START EXTRACTED TEXT
Hims & Hers acquired Australian telehealth firm Eucalyptus for $240M upfront, unlocking Asia-Pacific markets in Q1 2026's biggest health-tech deal

23 Jun 2026

Hims and Hers IPO banner on the New York Stock Exchange with American flags and a pedestrian in the foreground

American digital health firms have tried organic growth in Asia-Pacific before. They planted flags, watched them fall, and retreated. Hims & Hers, the New York-listed telehealth platform known for hair loss tablets and weight-loss drugs, is betting that buying its way in will work where building could not.

On March 1st the company closed a $240m acquisition of Eucalyptus, an Australian telehealth operator with consumer brands and regulatory footholds across the region. Earn-out clauses could push the total to $1.15bn. Industry analyst Halle Tecco was direct: "This was the quarter's largest M&A deal by far."

The logic is straightforward. Eucalyptus brings patient networks, local brand equity, and relationships with regulators that Hims could not have assembled quickly on its own. Asia-Pacific telehealth is growing fast, driven by smartphone adoption and shifting expectations around on-demand medical care. American platforms have long struggled to translate domestic models into markets where regulatory norms and cultural preferences differ sharply. Eucalyptus sidesteps that problem by already being local.
END EXTRACTED TEXT
START RECORDED DATA
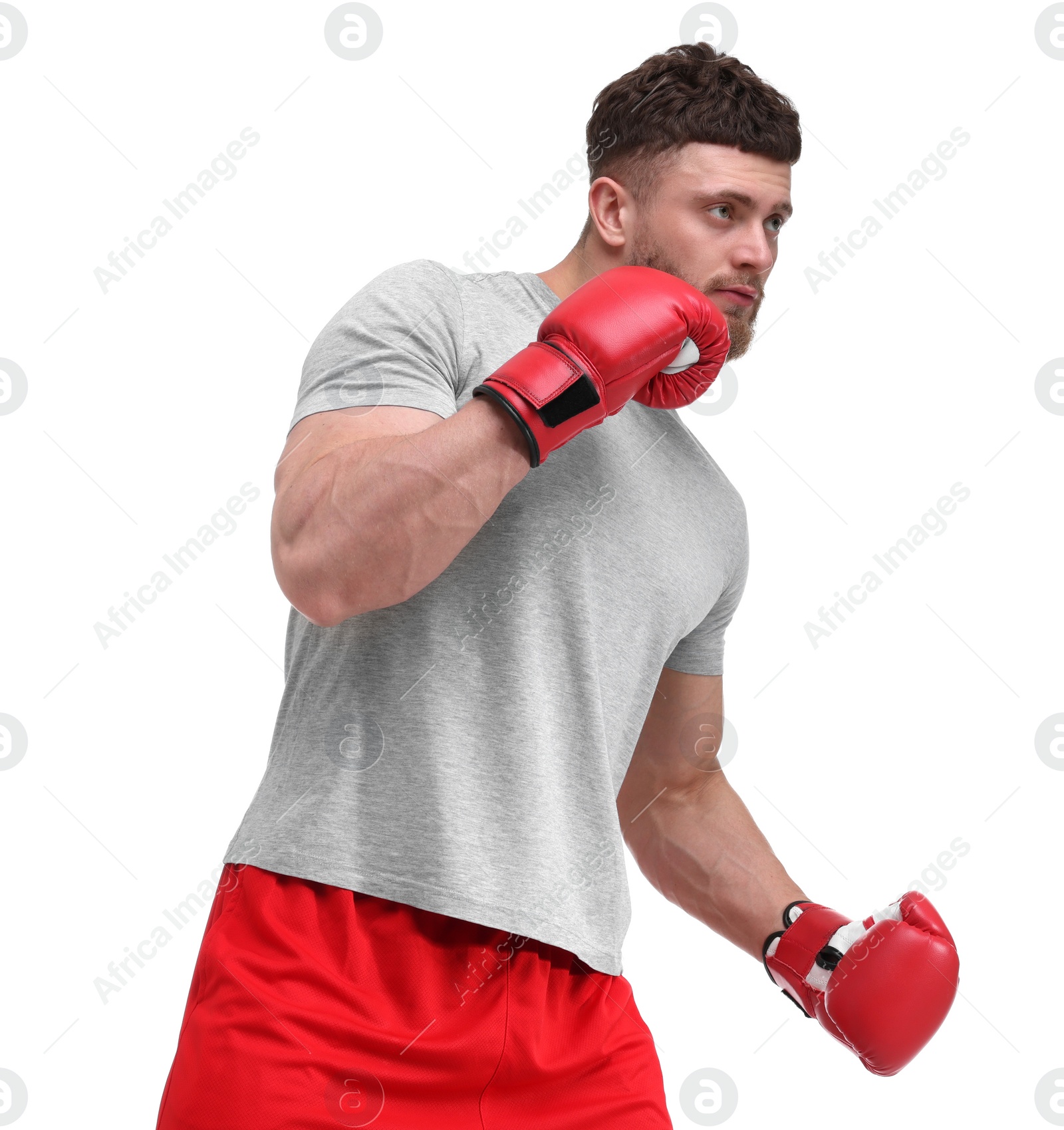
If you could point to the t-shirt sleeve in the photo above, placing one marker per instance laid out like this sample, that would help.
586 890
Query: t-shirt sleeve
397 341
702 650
END RECORDED DATA
START RECORDED DATA
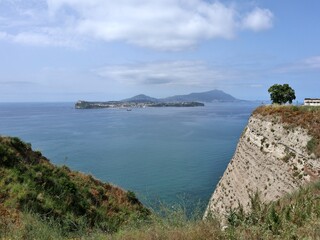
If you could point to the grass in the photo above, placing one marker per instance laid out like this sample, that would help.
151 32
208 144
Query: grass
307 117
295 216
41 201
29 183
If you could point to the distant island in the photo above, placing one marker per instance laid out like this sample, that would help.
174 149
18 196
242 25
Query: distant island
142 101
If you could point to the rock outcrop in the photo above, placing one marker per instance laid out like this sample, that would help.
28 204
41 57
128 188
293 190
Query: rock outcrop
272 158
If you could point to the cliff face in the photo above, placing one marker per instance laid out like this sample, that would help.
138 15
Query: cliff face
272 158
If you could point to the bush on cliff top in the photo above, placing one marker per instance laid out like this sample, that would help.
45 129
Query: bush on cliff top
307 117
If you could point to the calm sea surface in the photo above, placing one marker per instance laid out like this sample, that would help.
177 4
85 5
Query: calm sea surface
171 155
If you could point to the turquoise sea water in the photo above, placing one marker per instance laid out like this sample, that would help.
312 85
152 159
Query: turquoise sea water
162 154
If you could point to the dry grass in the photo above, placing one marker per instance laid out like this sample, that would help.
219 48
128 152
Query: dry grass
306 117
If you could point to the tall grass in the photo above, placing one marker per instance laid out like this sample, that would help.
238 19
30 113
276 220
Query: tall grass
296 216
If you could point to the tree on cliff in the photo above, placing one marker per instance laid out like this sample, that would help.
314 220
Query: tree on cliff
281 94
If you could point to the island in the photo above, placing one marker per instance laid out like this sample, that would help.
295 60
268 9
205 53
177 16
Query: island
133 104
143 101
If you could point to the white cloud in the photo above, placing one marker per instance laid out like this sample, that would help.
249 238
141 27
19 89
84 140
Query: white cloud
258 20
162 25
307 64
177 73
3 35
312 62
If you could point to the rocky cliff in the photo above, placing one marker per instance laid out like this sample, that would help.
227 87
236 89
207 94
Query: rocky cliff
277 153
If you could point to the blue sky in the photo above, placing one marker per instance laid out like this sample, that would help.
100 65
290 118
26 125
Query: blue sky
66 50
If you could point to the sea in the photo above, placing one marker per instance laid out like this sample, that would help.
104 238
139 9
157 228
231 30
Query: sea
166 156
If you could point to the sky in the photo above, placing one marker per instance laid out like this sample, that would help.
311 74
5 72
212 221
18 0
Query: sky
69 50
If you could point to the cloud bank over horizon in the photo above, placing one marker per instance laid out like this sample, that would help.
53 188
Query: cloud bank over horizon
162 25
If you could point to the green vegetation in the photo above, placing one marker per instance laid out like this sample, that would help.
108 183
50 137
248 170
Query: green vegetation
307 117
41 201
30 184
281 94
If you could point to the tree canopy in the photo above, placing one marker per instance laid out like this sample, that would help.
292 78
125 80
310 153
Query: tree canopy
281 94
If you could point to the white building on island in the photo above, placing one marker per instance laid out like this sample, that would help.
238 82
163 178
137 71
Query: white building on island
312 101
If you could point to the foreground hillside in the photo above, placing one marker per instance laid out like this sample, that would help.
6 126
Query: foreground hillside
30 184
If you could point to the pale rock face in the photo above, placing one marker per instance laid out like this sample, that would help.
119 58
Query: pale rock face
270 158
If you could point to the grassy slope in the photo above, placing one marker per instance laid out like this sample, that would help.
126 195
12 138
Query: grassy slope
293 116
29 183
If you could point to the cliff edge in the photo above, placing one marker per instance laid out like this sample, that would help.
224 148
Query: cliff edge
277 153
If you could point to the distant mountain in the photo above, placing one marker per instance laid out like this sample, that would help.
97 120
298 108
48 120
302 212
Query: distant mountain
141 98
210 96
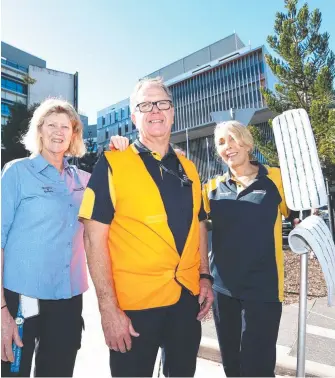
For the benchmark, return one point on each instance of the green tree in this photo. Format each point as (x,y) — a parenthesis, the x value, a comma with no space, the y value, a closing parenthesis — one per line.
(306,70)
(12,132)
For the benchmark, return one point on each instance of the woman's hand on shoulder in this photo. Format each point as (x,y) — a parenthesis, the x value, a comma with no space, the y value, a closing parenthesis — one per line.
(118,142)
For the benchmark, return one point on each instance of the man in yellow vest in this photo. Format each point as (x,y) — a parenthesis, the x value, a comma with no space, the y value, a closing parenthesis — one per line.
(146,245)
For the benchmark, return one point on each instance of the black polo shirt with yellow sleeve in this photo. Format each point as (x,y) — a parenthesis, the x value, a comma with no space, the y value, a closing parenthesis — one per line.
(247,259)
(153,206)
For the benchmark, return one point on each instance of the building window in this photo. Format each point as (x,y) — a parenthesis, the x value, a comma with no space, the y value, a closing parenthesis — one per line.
END RECORDED DATA
START RECORDED DATA
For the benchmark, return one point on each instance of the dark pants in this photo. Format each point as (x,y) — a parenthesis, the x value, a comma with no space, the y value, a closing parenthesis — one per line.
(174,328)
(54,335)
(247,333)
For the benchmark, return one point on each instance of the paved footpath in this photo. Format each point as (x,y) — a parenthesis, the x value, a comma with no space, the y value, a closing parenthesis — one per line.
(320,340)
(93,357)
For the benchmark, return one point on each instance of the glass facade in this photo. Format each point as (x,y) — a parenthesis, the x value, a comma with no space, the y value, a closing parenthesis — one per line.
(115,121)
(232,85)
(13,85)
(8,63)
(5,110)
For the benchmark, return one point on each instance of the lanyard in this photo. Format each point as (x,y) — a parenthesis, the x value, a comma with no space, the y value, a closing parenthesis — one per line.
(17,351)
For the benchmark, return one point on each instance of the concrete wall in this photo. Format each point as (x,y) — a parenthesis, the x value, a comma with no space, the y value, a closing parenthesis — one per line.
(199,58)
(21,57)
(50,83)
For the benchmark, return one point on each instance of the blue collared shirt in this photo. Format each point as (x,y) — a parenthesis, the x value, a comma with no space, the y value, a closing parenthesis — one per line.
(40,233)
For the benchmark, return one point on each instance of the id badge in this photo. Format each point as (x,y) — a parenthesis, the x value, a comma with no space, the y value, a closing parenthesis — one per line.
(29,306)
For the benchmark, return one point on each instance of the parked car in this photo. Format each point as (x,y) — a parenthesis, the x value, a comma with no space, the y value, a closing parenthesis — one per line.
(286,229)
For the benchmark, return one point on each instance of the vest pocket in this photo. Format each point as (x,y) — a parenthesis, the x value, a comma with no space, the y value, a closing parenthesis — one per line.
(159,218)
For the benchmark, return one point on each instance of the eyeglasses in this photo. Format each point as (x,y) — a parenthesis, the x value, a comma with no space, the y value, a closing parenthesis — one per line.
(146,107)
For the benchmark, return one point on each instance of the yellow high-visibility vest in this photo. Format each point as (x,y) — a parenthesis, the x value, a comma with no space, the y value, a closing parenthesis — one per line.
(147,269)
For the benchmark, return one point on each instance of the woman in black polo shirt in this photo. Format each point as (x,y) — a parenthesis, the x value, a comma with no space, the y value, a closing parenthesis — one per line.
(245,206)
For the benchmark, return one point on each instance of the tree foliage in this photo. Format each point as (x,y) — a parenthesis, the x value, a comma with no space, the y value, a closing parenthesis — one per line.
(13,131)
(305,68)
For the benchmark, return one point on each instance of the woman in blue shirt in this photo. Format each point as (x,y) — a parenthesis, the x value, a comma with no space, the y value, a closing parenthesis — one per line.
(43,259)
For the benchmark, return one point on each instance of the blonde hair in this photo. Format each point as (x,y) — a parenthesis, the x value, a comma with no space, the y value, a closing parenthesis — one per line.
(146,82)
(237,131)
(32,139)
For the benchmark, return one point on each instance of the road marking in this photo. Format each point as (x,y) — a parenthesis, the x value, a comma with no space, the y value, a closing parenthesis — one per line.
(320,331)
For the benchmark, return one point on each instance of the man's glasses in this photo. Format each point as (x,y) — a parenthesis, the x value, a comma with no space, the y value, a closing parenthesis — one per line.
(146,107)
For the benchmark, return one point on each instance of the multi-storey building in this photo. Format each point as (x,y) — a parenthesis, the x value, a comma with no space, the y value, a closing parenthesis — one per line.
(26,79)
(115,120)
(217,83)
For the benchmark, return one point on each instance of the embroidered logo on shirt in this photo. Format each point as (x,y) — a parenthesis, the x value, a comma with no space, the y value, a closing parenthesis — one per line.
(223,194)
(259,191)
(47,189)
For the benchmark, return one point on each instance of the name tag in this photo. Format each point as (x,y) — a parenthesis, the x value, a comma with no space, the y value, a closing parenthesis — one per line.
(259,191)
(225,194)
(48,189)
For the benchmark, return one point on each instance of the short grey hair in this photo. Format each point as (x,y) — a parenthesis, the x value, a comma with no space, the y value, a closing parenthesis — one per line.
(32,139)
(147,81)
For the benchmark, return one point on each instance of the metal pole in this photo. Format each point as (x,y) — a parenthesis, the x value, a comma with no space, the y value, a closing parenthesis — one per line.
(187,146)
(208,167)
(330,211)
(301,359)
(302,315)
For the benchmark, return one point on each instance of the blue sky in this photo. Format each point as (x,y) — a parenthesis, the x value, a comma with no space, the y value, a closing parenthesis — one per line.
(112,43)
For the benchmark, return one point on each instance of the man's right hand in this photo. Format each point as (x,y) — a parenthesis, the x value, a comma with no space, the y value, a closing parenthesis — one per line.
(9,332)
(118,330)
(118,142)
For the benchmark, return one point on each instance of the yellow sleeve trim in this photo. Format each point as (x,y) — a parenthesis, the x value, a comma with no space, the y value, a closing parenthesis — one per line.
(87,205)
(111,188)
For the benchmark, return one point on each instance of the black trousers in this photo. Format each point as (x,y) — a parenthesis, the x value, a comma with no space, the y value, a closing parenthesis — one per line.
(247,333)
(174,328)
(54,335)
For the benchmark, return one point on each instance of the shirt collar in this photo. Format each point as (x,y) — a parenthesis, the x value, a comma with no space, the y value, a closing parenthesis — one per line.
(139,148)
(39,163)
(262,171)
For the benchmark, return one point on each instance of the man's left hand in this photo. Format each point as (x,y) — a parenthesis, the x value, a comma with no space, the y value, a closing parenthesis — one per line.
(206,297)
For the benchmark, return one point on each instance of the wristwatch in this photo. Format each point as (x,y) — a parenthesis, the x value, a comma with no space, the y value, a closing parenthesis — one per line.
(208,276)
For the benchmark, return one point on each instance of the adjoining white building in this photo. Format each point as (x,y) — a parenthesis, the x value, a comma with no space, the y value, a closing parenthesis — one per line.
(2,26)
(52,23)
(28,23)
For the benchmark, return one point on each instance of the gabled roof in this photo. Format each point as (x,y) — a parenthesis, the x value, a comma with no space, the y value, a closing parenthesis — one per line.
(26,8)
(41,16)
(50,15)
END RECORDED DATA
● ASSIGNED TASK A: In the article on the Hims & Hers purchase of Eucalyptus, how high could earn-out clauses push the total price?
● ASSIGNED TASK B: Carry the article on the Hims & Hers acquisition of Eucalyptus forward from its final paragraph.
The listing has nothing to do with the article on the Eucalyptus acquisition.

● ANSWER SECTION A: To $1.15bn.

● ANSWER SECTION B:
Broader forces are at work too. Investor patience with digital health's burn-and-grow era has shortened. Platforms that can demonstrate scale and a path to profit have become acquisition targets; those without one have become warnings. Consolidation is accelerating. Hims, with a profitable core business and appetite for geographic diversification, is acting before valuations climb further.

What this means for consumers is less obvious. Competition could broaden access to telehealth services across Australia and neighbouring markets. Pressure on adjacent health businesses will rise. Whether a platform built on American consumer habits can serve Asian markets without friction is a question the deal's earnout structure implicitly raises. Paying full price takes time.